[[ Data under study, beginning ]]
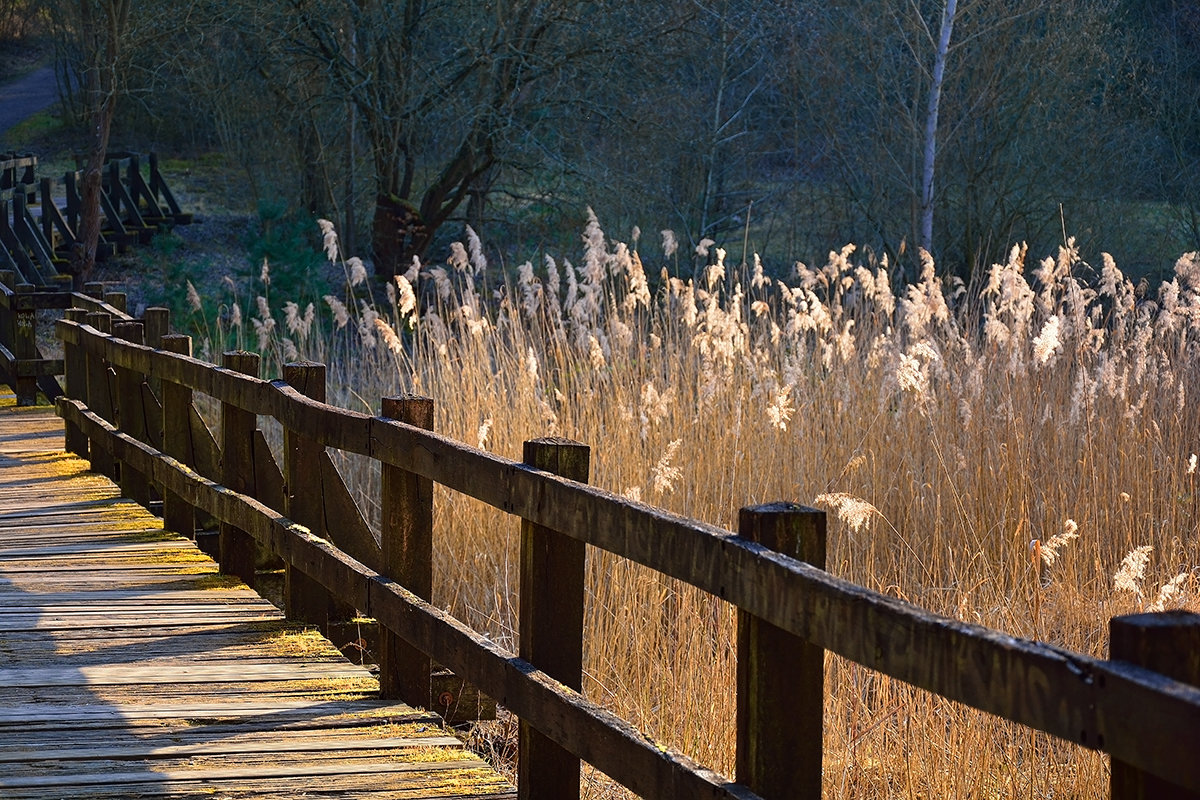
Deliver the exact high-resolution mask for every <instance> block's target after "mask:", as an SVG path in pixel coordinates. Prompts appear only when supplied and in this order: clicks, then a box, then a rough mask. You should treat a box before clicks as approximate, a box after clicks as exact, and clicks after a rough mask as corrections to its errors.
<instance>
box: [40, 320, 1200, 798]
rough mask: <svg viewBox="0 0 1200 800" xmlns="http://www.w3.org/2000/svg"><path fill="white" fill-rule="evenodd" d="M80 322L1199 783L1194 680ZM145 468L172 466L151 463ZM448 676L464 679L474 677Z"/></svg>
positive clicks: (538, 523) (570, 530)
mask: <svg viewBox="0 0 1200 800" xmlns="http://www.w3.org/2000/svg"><path fill="white" fill-rule="evenodd" d="M78 331H79V333H80V339H82V341H85V343H84V347H85V349H88V351H89V353H90V351H91V349H94V348H98V349H100V351H101V353H103V354H104V356H107V357H109V359H110V360H116V361H118V362H120V363H121V365H122V366H130V368H136V367H138V366H139V365H148V363H149V362H150V361H151V360H154V361H155V362H156V368H157V361H158V360H160V359H161V360H164V361H163V363H162V369H163V374H168V373H169V374H173V375H174V374H178V375H179V379H180V380H186V381H194V385H196V386H197V387H199V386H200V385H205V386H208V389H206V390H204V391H209V392H210V393H214V395H215V396H217V397H220V398H222V399H226V401H228V402H234V403H238V404H244V405H242V407H244V408H247V409H252V410H254V413H258V414H271V415H272V416H276V417H277V419H280V420H283V421H284V425H286V426H290V427H295V428H296V429H300V431H304V435H306V437H310V438H312V440H313V441H316V443H318V444H323V445H328V446H336V447H342V449H344V450H347V451H350V452H356V453H364V455H368V456H371V457H373V458H377V459H379V461H382V462H383V463H386V464H390V465H394V467H398V468H401V469H404V470H407V471H409V473H413V474H415V475H420V476H422V477H426V479H428V480H432V481H434V482H437V483H442V485H444V486H446V487H449V488H451V489H454V491H457V492H461V493H464V494H467V495H469V497H473V498H475V499H478V500H481V501H484V503H486V504H488V505H491V506H493V507H496V509H499V510H500V511H504V512H508V513H512V515H516V516H520V517H522V518H523V519H527V521H529V522H530V523H534V524H538V525H541V527H544V528H547V529H551V530H556V531H560V533H562V534H564V535H566V536H570V537H572V539H575V540H578V541H581V542H584V543H588V545H592V546H595V547H600V548H602V549H606V551H608V552H611V553H614V554H618V555H622V557H624V558H628V559H630V560H632V561H635V563H638V564H642V565H644V566H648V567H650V569H654V570H656V571H659V572H662V573H664V575H667V576H671V577H674V578H679V579H682V581H685V582H688V583H690V584H691V585H695V587H697V588H700V589H702V590H704V591H708V593H709V594H713V595H715V596H718V597H721V599H724V600H726V601H728V602H731V603H733V604H736V606H738V607H739V608H740V609H743V610H744V612H746V613H749V614H752V615H754V616H756V618H758V619H761V620H763V621H766V622H768V624H770V625H773V626H775V627H778V628H780V630H781V631H786V632H787V633H791V634H793V636H797V637H799V638H802V639H805V640H806V642H809V643H811V644H812V645H815V646H817V648H821V649H824V650H829V651H832V652H835V654H838V655H841V656H844V657H846V658H850V660H852V661H856V662H858V663H860V664H863V666H865V667H869V668H871V669H876V670H880V672H882V673H886V674H888V675H890V676H893V678H896V679H900V680H904V681H907V682H910V684H912V685H914V686H917V687H919V688H924V690H928V691H931V692H935V693H937V694H941V696H942V697H946V698H948V699H952V700H956V702H960V703H964V704H966V705H970V706H972V708H976V709H979V710H983V711H986V712H990V714H995V715H997V716H1001V717H1004V718H1007V720H1010V721H1014V722H1018V723H1020V724H1024V726H1027V727H1031V728H1034V729H1038V730H1043V732H1046V733H1050V734H1054V735H1057V736H1060V738H1063V739H1066V740H1069V741H1074V742H1076V744H1080V745H1082V746H1086V747H1091V748H1096V750H1103V751H1105V752H1109V753H1111V754H1112V756H1114V757H1115V758H1117V759H1120V760H1123V762H1127V763H1130V764H1134V765H1135V766H1138V768H1139V769H1142V770H1145V771H1148V772H1153V774H1157V775H1165V776H1170V777H1171V780H1172V781H1175V782H1177V783H1178V784H1181V786H1183V787H1186V788H1188V789H1190V790H1200V759H1195V758H1182V757H1181V756H1180V747H1181V745H1180V742H1189V744H1190V742H1194V741H1195V732H1196V730H1200V688H1198V687H1195V686H1190V685H1188V684H1184V682H1182V681H1178V680H1172V679H1170V678H1168V676H1164V675H1162V674H1159V673H1156V672H1152V670H1150V669H1146V668H1144V667H1138V666H1134V664H1130V663H1127V662H1122V661H1104V660H1099V658H1094V657H1090V656H1087V655H1084V654H1078V652H1070V651H1066V650H1062V649H1058V648H1054V646H1050V645H1045V644H1042V643H1037V642H1031V640H1025V639H1018V638H1014V637H1010V636H1007V634H1003V633H1001V632H997V631H994V630H989V628H985V627H982V626H978V625H970V624H966V622H961V621H958V620H954V619H950V618H947V616H942V615H938V614H932V613H929V612H926V610H924V609H922V608H918V607H914V606H912V604H910V603H906V602H904V601H900V600H896V599H893V597H888V596H886V595H882V594H878V593H875V591H870V590H868V589H864V588H862V587H858V585H854V584H852V583H850V582H847V581H841V579H839V578H835V577H832V576H829V575H828V573H826V572H824V571H822V570H820V569H816V567H814V566H812V565H810V564H805V563H803V561H800V560H797V559H796V558H792V557H788V555H784V554H779V553H772V552H769V551H768V549H767V548H763V547H762V546H760V545H756V543H754V542H750V541H748V540H745V539H743V537H740V536H737V535H734V534H733V533H731V531H727V530H722V529H720V528H715V527H713V525H707V524H703V523H700V522H696V521H692V519H686V518H684V517H679V516H676V515H671V513H667V512H664V511H660V510H655V509H652V507H648V506H644V505H641V504H637V503H631V501H629V500H626V499H624V498H619V497H616V495H613V494H611V493H607V492H604V491H601V489H596V488H593V487H588V486H584V485H581V483H577V482H574V481H569V480H565V479H562V477H558V476H554V475H551V474H548V473H546V471H540V470H536V469H533V468H530V467H529V465H526V464H518V463H515V462H511V461H508V459H504V458H499V457H497V456H493V455H491V453H486V452H482V451H479V450H476V449H473V447H469V446H466V445H463V444H461V443H457V441H454V440H451V439H449V438H446V437H442V435H438V434H437V433H433V432H428V431H422V429H420V428H418V427H414V426H409V425H403V423H401V422H397V421H394V420H385V419H383V417H366V416H364V415H360V414H352V413H348V411H341V410H338V409H334V408H331V407H328V405H325V404H324V403H320V402H319V401H317V399H306V398H302V397H300V393H301V392H298V391H296V390H294V389H288V387H284V386H281V385H280V384H278V381H275V383H271V384H266V383H264V381H251V380H250V379H245V378H240V379H235V378H233V377H230V375H229V374H227V373H226V372H224V371H220V369H211V368H206V367H205V368H203V369H202V367H200V366H198V365H197V363H193V362H191V361H184V360H181V359H180V356H173V355H168V354H157V353H154V351H151V350H149V349H145V348H136V347H131V345H120V344H116V343H114V341H113V339H112V338H110V337H107V336H103V335H102V333H98V332H96V331H89V329H86V327H82V329H78ZM188 385H193V384H192V383H188ZM60 408H64V407H61V405H60ZM64 410H65V414H67V415H70V419H71V421H76V422H77V423H79V425H80V426H82V427H83V426H84V422H82V421H80V420H82V417H78V416H76V415H73V414H71V411H70V410H67V409H65V408H64ZM77 410H78V409H77ZM95 425H96V426H98V427H97V428H90V427H89V431H91V429H104V428H107V427H108V426H106V425H104V423H103V422H102V421H100V420H95ZM108 438H109V439H112V440H114V449H115V450H116V451H118V452H119V453H120V452H124V451H125V450H126V449H134V450H137V449H138V446H137V445H136V443H132V441H125V440H124V439H122V438H121V437H120V435H113V434H112V433H109V434H108ZM145 457H146V458H148V459H149V461H148V462H146V463H148V468H149V464H151V462H152V459H154V458H155V455H154V453H150V452H146V453H145ZM156 469H163V470H169V469H174V468H173V467H172V465H170V464H169V463H167V462H162V463H160V464H158V465H157V467H156ZM190 491H191V492H192V497H194V498H197V501H198V503H199V498H200V497H202V495H204V494H205V493H208V492H216V494H215V495H214V497H212V498H210V499H209V500H205V501H206V503H210V505H211V506H212V507H214V509H216V511H212V513H216V515H218V516H220V515H229V516H230V517H233V516H239V517H241V516H253V515H254V513H258V512H257V511H251V510H250V509H248V506H246V501H245V498H235V497H234V495H232V494H230V493H228V492H221V491H220V488H216V487H211V486H210V487H202V486H200V485H199V483H196V485H193V486H192V488H191V489H190ZM247 524H251V522H250V521H247ZM256 524H258V523H256ZM258 530H259V531H260V535H262V536H264V537H269V539H271V540H272V541H276V542H277V545H278V546H280V547H282V548H286V549H289V551H290V553H292V558H295V559H296V560H298V563H300V561H302V563H304V564H305V569H306V570H312V572H308V573H310V575H313V576H316V575H317V573H320V576H322V577H320V578H319V579H320V581H323V582H324V581H328V582H329V583H326V584H325V585H329V587H336V591H337V593H340V594H342V593H344V595H347V596H354V597H361V595H362V594H364V593H365V591H367V590H368V588H367V587H366V584H371V585H373V582H374V581H376V579H377V578H374V577H372V575H371V571H370V570H367V569H366V567H364V566H362V565H361V564H359V563H356V561H354V560H353V559H349V558H348V557H346V555H344V554H340V553H336V551H334V548H331V547H328V543H324V545H323V543H322V541H323V540H320V537H313V536H312V535H311V534H310V533H308V531H302V530H299V529H296V527H294V525H290V527H289V525H288V524H286V523H284V522H277V523H271V524H265V523H264V524H260V525H259V528H258ZM433 655H434V657H437V654H436V652H434V654H433ZM446 663H448V666H450V667H454V668H455V669H456V672H457V667H455V666H454V664H452V663H449V662H446ZM460 674H463V676H466V678H473V675H472V673H460ZM478 682H480V686H481V688H484V690H485V691H488V688H487V686H485V685H484V684H482V682H481V681H478ZM569 748H570V747H569ZM572 752H574V751H572Z"/></svg>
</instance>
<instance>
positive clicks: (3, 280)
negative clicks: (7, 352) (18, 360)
mask: <svg viewBox="0 0 1200 800" xmlns="http://www.w3.org/2000/svg"><path fill="white" fill-rule="evenodd" d="M0 211H2V209H0ZM0 283H2V284H4V285H5V288H6V289H8V291H10V293H12V291H16V285H17V273H16V272H13V271H12V270H0ZM6 294H7V293H6ZM16 323H17V297H16V296H12V295H10V296H6V302H4V303H0V344H2V345H4V347H5V348H7V349H8V351H10V353H12V350H13V347H14V345H13V339H14V338H16ZM0 380H8V381H11V385H12V391H13V395H16V392H17V365H13V368H12V374H11V375H7V374H5V375H0Z"/></svg>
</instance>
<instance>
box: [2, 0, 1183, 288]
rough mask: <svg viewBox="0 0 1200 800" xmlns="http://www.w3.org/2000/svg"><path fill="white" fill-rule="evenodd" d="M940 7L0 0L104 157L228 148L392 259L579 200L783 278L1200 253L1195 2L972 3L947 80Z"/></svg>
mask: <svg viewBox="0 0 1200 800" xmlns="http://www.w3.org/2000/svg"><path fill="white" fill-rule="evenodd" d="M947 10H948V4H947V2H946V1H944V0H839V1H830V2H814V1H811V0H760V1H749V0H642V1H640V2H617V1H610V0H602V1H598V2H593V1H578V0H494V1H490V2H487V1H482V0H412V1H408V2H379V1H377V0H320V1H317V0H222V1H220V2H218V1H215V0H182V1H181V0H170V1H158V0H149V1H144V2H143V1H138V2H134V1H132V0H107V1H104V2H97V1H96V0H74V1H68V0H0V34H2V36H4V38H5V40H7V41H8V42H10V43H12V42H20V41H25V40H34V38H37V41H40V42H42V43H43V44H44V46H47V47H48V53H49V54H50V56H52V58H53V59H54V61H55V64H56V65H58V70H59V76H60V82H59V83H60V92H61V96H62V101H64V102H62V114H64V115H65V116H66V118H67V120H68V121H70V124H71V125H76V126H78V130H79V131H80V132H85V131H88V130H89V126H91V128H94V127H95V119H96V114H97V113H104V112H106V106H104V103H106V102H107V103H108V113H110V114H112V119H113V132H112V137H110V140H109V143H108V144H109V146H118V148H150V146H154V148H158V149H160V150H162V149H168V150H170V151H173V152H176V154H181V155H184V156H186V157H191V158H197V157H200V156H202V155H204V154H212V152H220V154H224V155H226V156H227V157H228V163H230V164H234V166H235V167H236V170H238V172H236V175H238V178H236V181H235V185H234V186H230V194H232V196H236V197H239V198H240V199H241V200H244V201H245V203H246V204H247V207H250V209H252V210H253V209H257V210H259V211H262V210H263V209H274V211H272V213H277V212H278V210H280V209H281V207H282V209H284V210H286V212H288V213H295V215H313V216H322V217H326V218H329V219H332V221H335V222H336V224H337V227H338V230H340V231H341V235H342V240H343V245H344V246H346V247H344V249H346V251H347V252H352V253H354V252H356V253H360V254H364V255H366V254H368V253H372V254H373V255H374V260H376V264H377V269H378V270H379V271H383V272H388V271H391V270H395V269H397V267H403V266H406V265H407V264H409V263H410V260H412V257H413V255H414V254H415V255H419V257H420V258H422V259H431V258H436V259H438V260H440V259H442V258H444V253H445V242H446V241H448V240H449V239H450V237H457V236H461V235H462V225H463V224H464V223H466V224H470V225H472V227H473V228H474V229H475V230H478V231H479V233H480V235H481V236H482V239H484V241H486V242H488V245H490V246H492V247H494V248H497V251H498V252H499V253H502V254H504V253H510V252H511V253H517V252H520V253H522V258H527V257H528V254H529V252H530V249H536V248H539V247H556V248H557V247H563V246H565V245H570V243H571V242H575V241H577V236H578V231H580V229H581V228H582V221H583V218H584V213H586V211H584V210H586V207H587V206H590V207H593V209H594V210H595V212H596V215H598V216H599V218H600V219H601V222H602V224H604V227H605V229H606V230H607V231H608V233H610V235H612V236H617V237H622V239H628V237H630V236H632V235H634V231H635V227H637V225H640V227H641V239H642V241H641V247H642V249H643V251H647V252H649V251H652V249H654V251H655V252H660V251H659V248H660V247H661V242H660V233H659V231H660V230H661V229H664V228H670V229H671V230H673V231H674V234H676V235H677V236H678V239H679V242H680V252H682V253H689V252H690V251H689V249H684V248H694V247H695V246H696V245H697V243H698V242H701V240H703V239H712V240H715V241H718V242H721V243H724V245H725V246H726V247H728V248H730V252H731V253H732V254H733V255H734V257H736V258H737V257H740V254H742V252H743V246H745V248H746V249H748V251H749V252H758V253H761V254H762V255H763V259H764V260H766V261H768V263H769V264H774V265H775V266H776V269H779V265H786V264H790V263H791V261H793V260H804V261H810V263H811V261H821V260H822V259H823V254H824V253H826V252H827V251H828V249H830V248H836V247H840V246H841V245H842V243H845V242H857V243H858V245H860V246H863V247H869V248H871V249H872V251H874V252H875V253H878V254H883V253H887V254H888V255H889V258H890V260H892V263H893V264H896V265H900V266H901V267H902V266H904V265H906V264H908V265H911V264H912V263H913V261H914V259H916V251H917V245H925V243H928V246H929V248H930V249H931V251H932V254H934V257H935V258H936V259H937V261H938V264H940V265H941V267H942V269H943V270H946V271H955V272H959V273H960V275H964V276H970V275H972V273H977V272H978V269H979V267H980V266H986V265H989V264H990V263H992V261H995V260H1002V259H1003V255H1004V252H1006V251H1007V249H1008V247H1009V246H1010V245H1012V243H1014V242H1020V241H1027V242H1028V243H1030V246H1031V251H1032V252H1033V253H1037V254H1039V255H1042V254H1049V253H1052V252H1054V248H1055V247H1056V246H1057V245H1058V243H1061V242H1062V241H1063V236H1064V235H1067V236H1075V237H1078V240H1079V242H1080V245H1081V247H1082V248H1084V249H1085V251H1088V252H1092V253H1096V252H1097V251H1099V249H1105V251H1109V252H1111V253H1114V255H1115V257H1116V258H1117V261H1118V263H1120V264H1121V265H1122V267H1124V269H1127V270H1132V271H1135V272H1141V273H1150V275H1158V273H1163V272H1164V271H1165V270H1169V269H1170V265H1171V264H1172V261H1174V259H1175V258H1176V257H1177V255H1178V254H1180V253H1181V252H1183V251H1186V249H1200V4H1198V2H1195V1H1188V0H1092V1H1082V0H961V1H960V2H958V4H956V6H953V10H954V16H953V34H952V35H950V36H949V40H948V42H949V44H948V47H947V48H944V49H943V50H941V52H942V55H943V56H944V58H943V59H941V62H942V64H941V66H942V67H943V72H942V78H941V83H940V84H938V83H937V80H936V76H937V73H938V70H937V68H936V67H937V66H938V60H940V59H938V52H940V48H938V43H940V34H941V32H942V31H943V30H944V25H946V22H947ZM89 79H94V80H92V82H91V83H89ZM935 86H940V91H937V92H936V94H937V95H938V98H940V103H938V109H937V110H938V114H937V120H936V126H931V125H930V97H931V94H934V92H935ZM931 140H932V143H934V145H936V160H934V173H932V174H934V181H932V193H931V197H930V198H929V199H928V203H926V201H925V200H924V199H923V192H924V190H923V186H924V184H923V175H925V174H926V173H925V170H926V168H928V166H929V144H930V142H931ZM84 146H86V140H85V138H84V137H83V134H80V148H84ZM926 206H928V210H929V212H930V213H931V216H932V229H931V235H930V236H929V239H928V240H926V239H924V237H923V235H922V218H923V216H924V212H925V211H926Z"/></svg>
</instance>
[[ Data under study, end ]]
Reproduce exactly the lines of the entries above from the first through the line with "box: [40, 320, 1200, 798]", both included; pictures should not be reproduced.

Deliver the exact high-resolution mask for every <instance> block's target after "mask:", as an SVG path in pixel coordinates. Prompts appear only when supplied and in this order: clicks, then a box, then a rough mask. You should treat a box before clicks as approximate, a box after clicks as exact, and clicks after a rough mask as corrections to its errors.
<instance>
box: [40, 320, 1200, 798]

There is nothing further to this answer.